What to do
Lay out each line of the items below as a JSON list of strings, one string per line, omitting blank lines and leaving out the pictures.

Dataset excerpts
================================

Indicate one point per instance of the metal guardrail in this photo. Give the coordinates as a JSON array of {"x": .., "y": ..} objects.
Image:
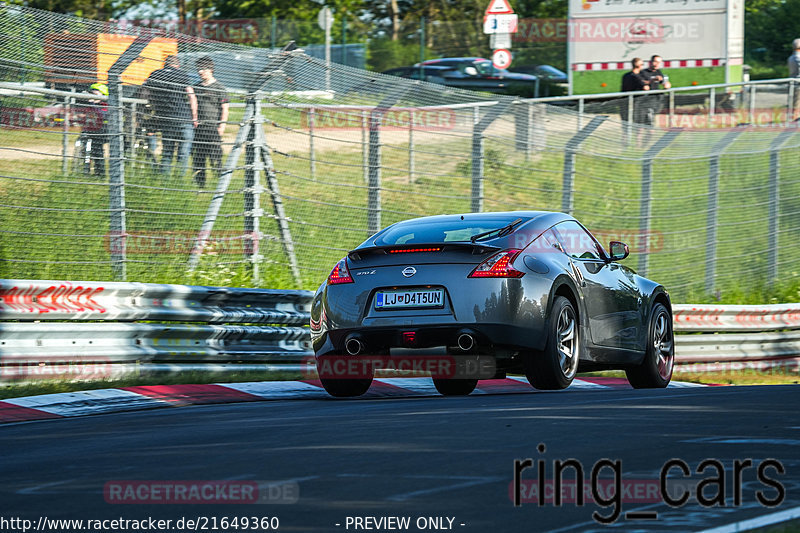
[
  {"x": 732, "y": 337},
  {"x": 107, "y": 326}
]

================================

Result
[
  "Indicate one point per instance of the metal guardrail in this photo. Give the coordinates as a JSON array of {\"x\": .., \"y\": ..} objects.",
  "Image:",
  "[",
  "  {\"x\": 732, \"y\": 337},",
  "  {\"x\": 107, \"y\": 326}",
  "]"
]